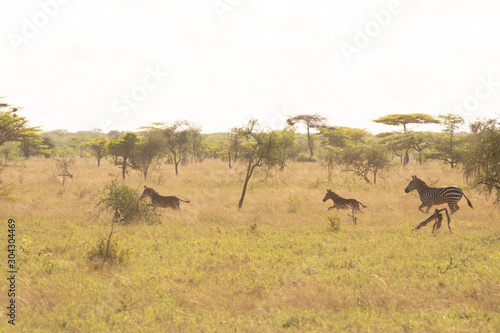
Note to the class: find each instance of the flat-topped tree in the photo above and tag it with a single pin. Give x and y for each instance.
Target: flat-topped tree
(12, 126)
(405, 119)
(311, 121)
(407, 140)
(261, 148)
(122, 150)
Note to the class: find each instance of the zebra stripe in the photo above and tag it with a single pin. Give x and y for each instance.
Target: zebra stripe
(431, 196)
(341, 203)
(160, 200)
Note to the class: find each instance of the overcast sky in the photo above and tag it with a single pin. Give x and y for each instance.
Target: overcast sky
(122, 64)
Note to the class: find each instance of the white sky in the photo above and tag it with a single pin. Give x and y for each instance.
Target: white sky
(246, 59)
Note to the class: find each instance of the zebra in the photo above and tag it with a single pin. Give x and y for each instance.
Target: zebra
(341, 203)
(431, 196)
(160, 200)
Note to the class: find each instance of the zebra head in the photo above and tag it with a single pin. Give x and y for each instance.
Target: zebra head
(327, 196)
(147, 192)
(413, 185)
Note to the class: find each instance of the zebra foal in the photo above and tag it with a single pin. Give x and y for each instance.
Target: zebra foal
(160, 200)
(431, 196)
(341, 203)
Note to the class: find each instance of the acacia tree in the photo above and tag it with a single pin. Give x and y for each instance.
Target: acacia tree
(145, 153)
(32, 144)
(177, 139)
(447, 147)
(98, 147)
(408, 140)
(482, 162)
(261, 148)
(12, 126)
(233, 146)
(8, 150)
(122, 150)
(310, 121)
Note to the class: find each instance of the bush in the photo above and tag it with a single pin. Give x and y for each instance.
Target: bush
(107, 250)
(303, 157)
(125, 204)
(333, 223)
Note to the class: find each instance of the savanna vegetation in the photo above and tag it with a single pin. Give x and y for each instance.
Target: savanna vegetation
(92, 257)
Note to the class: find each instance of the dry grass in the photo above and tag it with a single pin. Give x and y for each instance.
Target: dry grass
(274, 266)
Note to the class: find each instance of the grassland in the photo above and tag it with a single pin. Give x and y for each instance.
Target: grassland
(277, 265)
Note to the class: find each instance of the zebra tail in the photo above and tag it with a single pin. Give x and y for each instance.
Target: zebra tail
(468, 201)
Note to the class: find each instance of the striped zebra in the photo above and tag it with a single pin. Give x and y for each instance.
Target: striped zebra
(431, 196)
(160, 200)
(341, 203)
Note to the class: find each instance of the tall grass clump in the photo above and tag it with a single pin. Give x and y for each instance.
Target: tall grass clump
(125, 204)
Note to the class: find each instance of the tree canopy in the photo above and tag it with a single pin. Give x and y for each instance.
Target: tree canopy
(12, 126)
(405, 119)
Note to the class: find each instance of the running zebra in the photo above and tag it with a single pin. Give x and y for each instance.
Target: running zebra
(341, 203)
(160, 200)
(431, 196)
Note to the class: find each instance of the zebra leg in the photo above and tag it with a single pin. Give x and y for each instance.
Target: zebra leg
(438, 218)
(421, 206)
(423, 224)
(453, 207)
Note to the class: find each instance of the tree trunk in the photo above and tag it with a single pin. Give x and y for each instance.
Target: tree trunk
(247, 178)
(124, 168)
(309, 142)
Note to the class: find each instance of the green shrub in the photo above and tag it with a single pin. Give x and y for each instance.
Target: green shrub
---
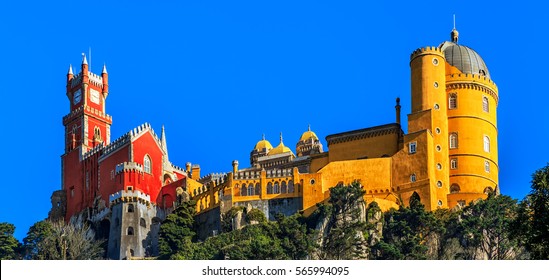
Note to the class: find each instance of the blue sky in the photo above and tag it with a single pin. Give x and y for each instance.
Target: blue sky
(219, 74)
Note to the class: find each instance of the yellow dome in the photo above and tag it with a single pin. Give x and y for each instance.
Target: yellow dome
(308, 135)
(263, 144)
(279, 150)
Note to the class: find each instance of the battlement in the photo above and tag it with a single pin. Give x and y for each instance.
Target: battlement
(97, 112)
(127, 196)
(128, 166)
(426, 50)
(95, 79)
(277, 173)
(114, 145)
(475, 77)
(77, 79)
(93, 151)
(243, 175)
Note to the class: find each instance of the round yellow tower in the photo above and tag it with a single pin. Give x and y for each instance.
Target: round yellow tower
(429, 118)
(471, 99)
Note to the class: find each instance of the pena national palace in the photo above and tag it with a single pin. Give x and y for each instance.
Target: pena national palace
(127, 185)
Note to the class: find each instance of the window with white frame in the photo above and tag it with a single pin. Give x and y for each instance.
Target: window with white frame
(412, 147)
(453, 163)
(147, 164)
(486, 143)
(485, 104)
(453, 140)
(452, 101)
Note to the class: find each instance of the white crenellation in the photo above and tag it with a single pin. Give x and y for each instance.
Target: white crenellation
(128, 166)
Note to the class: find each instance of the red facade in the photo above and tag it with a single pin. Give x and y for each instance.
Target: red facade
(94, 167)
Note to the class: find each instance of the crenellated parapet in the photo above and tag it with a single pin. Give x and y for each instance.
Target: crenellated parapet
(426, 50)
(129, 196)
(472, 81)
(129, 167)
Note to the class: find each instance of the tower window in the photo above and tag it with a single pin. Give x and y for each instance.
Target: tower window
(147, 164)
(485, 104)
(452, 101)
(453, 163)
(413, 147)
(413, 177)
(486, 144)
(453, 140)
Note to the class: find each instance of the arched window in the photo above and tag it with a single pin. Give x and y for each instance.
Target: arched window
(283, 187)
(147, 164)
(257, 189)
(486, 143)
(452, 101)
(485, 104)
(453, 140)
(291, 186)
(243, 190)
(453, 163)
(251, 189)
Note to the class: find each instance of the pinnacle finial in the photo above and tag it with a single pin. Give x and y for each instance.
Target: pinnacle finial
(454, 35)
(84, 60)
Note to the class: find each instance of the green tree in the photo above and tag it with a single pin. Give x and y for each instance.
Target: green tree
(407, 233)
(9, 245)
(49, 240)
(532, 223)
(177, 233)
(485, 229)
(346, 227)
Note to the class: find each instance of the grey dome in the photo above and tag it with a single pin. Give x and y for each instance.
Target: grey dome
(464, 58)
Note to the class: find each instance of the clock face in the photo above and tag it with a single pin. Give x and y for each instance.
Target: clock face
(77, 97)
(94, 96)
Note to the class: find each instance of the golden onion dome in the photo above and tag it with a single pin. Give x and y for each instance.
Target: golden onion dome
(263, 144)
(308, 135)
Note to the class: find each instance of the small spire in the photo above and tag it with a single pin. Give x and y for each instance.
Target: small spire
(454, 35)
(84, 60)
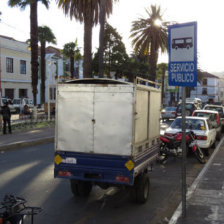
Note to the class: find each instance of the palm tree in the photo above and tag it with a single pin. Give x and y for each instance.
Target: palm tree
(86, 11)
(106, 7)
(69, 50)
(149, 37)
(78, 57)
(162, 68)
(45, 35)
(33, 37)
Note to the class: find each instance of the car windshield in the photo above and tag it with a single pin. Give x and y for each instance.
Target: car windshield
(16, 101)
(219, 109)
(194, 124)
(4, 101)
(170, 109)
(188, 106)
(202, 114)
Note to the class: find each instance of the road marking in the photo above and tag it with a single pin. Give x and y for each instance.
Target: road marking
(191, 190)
==
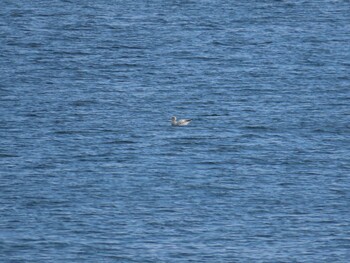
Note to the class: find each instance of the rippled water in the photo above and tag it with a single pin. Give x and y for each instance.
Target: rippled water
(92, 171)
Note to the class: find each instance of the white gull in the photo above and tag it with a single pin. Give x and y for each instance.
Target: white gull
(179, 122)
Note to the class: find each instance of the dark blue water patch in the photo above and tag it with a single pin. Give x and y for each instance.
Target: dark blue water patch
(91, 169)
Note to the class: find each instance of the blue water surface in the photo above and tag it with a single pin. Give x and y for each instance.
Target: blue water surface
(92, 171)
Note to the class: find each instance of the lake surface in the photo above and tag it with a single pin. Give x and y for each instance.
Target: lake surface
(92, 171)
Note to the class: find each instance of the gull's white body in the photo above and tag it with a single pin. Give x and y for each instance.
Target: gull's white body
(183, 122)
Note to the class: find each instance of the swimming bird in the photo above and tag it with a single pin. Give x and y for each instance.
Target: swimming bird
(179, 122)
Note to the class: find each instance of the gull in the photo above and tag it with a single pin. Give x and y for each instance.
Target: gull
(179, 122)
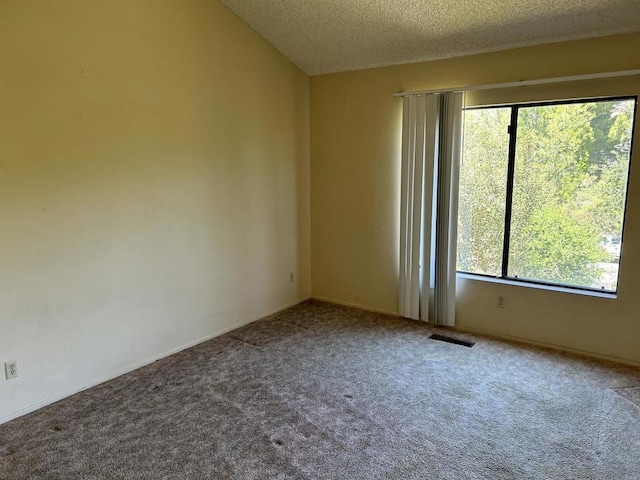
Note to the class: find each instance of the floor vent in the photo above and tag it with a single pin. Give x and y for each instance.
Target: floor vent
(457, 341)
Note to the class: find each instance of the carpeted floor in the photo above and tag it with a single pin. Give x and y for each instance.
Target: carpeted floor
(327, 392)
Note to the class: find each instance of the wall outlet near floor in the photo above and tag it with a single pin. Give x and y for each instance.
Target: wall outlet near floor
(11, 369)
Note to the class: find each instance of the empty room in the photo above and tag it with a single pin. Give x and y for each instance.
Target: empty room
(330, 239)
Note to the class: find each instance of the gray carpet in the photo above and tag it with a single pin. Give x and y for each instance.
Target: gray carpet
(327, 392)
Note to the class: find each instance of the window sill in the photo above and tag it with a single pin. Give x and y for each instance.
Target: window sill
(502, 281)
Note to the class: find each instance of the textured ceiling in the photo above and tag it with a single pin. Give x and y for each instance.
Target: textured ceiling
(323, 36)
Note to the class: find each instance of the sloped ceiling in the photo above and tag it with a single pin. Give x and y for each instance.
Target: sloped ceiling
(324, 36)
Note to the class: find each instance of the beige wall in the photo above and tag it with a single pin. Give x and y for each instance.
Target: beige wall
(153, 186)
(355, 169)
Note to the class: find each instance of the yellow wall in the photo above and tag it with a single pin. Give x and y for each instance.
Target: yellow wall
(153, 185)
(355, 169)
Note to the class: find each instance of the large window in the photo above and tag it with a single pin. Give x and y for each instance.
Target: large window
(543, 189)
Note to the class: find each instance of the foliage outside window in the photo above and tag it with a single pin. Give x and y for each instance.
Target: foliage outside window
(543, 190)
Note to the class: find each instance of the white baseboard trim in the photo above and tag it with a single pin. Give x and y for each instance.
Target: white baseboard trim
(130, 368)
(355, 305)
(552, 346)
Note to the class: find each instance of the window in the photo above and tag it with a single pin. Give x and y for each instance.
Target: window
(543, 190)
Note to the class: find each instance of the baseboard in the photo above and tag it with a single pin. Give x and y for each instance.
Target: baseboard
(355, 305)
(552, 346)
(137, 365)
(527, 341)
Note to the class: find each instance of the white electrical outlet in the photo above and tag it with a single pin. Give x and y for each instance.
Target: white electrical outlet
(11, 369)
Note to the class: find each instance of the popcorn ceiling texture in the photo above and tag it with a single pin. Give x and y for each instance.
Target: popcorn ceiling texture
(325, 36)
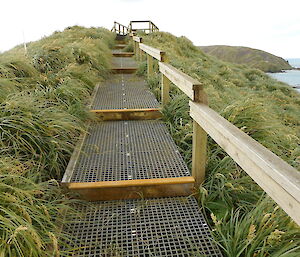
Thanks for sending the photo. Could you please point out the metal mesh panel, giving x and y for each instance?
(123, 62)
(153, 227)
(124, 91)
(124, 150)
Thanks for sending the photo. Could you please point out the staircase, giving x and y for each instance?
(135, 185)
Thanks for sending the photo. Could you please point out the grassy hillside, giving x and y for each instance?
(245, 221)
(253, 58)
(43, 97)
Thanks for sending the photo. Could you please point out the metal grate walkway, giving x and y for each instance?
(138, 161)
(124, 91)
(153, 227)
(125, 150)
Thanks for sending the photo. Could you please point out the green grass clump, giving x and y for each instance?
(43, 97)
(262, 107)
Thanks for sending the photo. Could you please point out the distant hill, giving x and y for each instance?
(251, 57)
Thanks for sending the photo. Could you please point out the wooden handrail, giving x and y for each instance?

> WHAT TO DO: Scan the records above, then copy out each line that mentions "shrub".

> EXERCISE ANSWER:
Note to the class: find each instance of the green shrub in the photo above and tag it with a single pin. Give x and y for each instance.
Target: green shrub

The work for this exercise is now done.